Named object pointing entries:

======

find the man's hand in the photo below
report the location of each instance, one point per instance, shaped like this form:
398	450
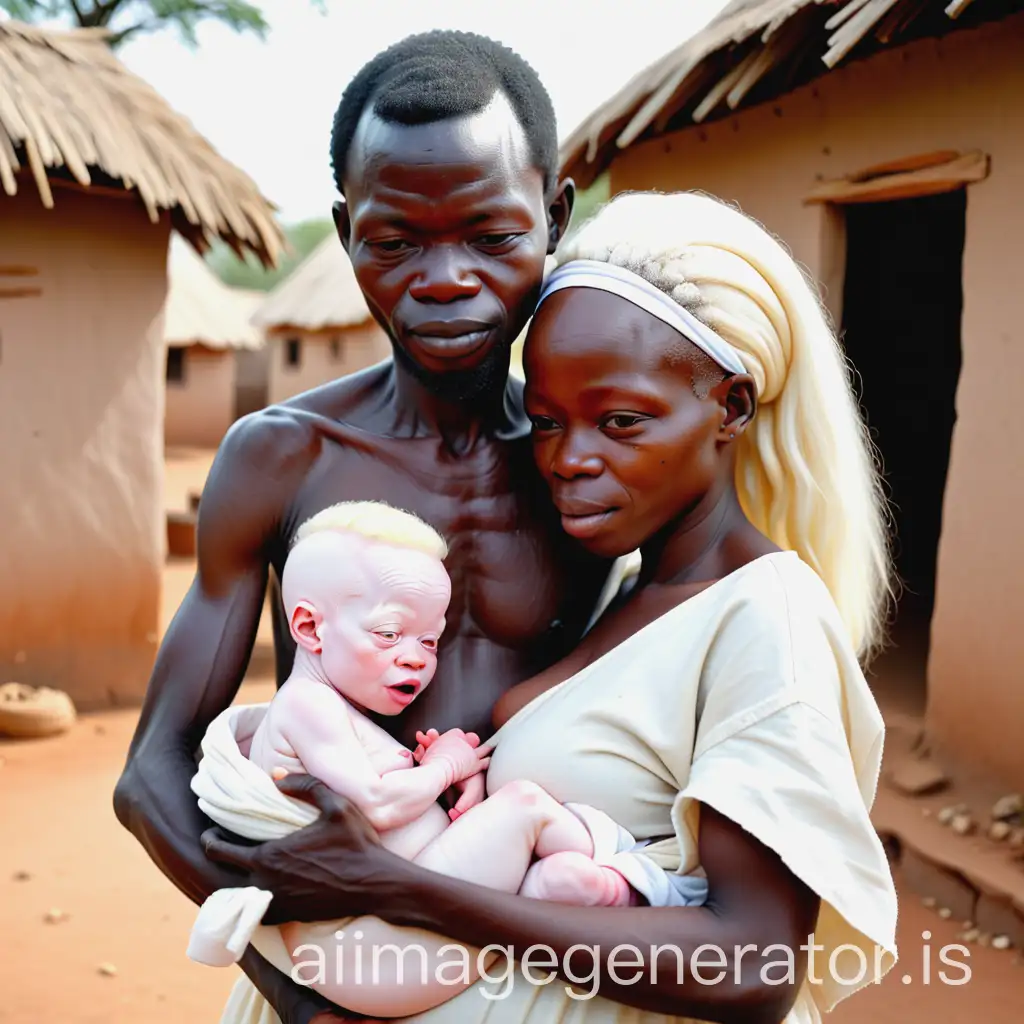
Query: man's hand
334	867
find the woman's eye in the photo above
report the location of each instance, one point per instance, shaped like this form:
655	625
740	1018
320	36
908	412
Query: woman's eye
623	421
543	423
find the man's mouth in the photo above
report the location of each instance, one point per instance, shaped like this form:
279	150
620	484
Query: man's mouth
452	339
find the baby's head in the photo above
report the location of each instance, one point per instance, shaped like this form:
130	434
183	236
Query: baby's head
366	592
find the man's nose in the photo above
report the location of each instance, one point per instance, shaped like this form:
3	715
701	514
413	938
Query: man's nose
445	274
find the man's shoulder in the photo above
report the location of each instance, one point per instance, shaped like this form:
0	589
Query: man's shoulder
265	438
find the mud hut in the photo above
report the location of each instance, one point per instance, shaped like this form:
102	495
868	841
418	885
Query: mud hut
317	325
95	170
207	327
884	140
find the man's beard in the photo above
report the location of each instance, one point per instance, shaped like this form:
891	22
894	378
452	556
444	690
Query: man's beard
464	386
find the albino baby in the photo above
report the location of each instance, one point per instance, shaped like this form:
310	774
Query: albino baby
366	593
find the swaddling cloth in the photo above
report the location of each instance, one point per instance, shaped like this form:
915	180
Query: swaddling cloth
239	796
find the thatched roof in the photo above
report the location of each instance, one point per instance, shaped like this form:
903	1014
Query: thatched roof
201	309
755	50
72	113
318	295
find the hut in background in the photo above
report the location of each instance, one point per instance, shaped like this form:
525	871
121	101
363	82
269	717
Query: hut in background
207	327
884	141
95	170
317	326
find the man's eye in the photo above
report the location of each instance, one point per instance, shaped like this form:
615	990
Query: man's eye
498	239
389	245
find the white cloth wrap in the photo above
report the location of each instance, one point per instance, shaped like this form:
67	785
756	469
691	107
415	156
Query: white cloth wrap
241	797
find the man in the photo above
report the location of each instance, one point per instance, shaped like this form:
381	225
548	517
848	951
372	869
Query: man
444	151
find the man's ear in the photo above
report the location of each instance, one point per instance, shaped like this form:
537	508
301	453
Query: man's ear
341	222
560	213
305	627
738	398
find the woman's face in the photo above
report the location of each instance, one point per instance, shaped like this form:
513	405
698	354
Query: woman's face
620	433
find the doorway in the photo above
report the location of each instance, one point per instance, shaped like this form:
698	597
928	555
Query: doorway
902	304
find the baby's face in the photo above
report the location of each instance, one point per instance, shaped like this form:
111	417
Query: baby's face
379	646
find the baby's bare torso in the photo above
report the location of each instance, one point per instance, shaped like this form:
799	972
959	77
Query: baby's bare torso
286	717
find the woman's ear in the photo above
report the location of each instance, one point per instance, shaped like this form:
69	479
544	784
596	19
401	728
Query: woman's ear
738	398
305	627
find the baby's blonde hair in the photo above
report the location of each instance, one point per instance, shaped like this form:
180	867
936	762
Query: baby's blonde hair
376	521
806	470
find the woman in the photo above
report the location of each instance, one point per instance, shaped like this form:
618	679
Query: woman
689	399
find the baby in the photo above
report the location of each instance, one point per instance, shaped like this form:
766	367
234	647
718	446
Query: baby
366	593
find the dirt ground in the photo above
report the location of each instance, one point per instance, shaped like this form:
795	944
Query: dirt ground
64	851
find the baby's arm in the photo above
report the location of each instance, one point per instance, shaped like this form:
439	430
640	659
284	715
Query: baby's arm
318	729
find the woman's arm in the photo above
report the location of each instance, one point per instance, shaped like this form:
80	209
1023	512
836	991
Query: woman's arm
756	911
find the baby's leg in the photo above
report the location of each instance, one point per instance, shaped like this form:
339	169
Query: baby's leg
494	843
570	878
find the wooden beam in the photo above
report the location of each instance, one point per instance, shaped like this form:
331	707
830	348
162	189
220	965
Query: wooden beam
845	13
930	180
957	7
846	38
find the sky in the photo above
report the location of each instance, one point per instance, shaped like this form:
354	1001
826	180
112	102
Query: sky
268	105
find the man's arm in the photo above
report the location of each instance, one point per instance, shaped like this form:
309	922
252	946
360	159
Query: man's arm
755	905
201	665
321	733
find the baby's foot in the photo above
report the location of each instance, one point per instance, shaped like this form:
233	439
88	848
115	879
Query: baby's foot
574	879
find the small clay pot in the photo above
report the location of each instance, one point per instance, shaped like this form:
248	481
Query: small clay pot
33	712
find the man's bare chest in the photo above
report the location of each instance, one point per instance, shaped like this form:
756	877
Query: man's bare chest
512	569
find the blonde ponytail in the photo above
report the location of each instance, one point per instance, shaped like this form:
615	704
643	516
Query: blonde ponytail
806	472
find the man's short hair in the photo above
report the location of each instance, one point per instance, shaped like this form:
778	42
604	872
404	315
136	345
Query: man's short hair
444	74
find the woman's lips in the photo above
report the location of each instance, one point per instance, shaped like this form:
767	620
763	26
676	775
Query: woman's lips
587	524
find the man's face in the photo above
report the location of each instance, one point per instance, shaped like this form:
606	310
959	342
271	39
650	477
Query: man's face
448	229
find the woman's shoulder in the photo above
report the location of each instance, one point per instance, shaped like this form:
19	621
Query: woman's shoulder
776	624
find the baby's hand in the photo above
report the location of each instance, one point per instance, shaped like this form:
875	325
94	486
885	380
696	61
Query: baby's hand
460	752
471	792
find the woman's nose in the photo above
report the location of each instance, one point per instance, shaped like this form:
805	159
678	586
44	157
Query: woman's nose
574	459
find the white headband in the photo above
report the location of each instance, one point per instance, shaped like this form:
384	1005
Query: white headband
619	281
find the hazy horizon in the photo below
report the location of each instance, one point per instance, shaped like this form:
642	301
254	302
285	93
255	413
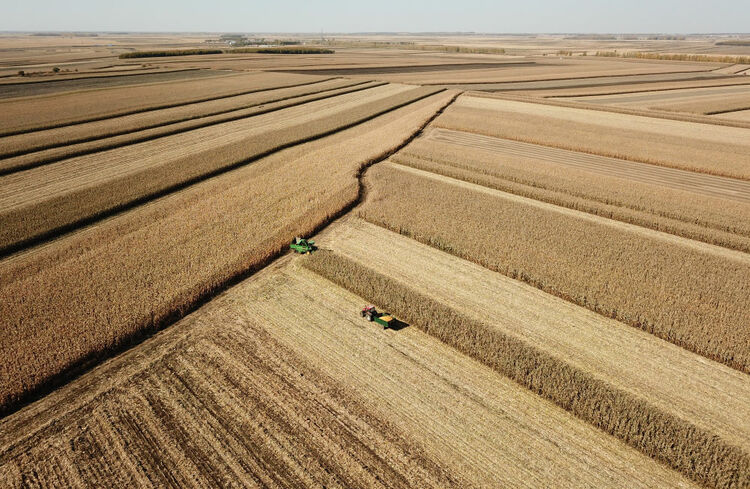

======

Stated problem:
Pull out every line in the material above that contains the word "doorway".

Correct answer:
find the doorway in the photo above
Query: doorway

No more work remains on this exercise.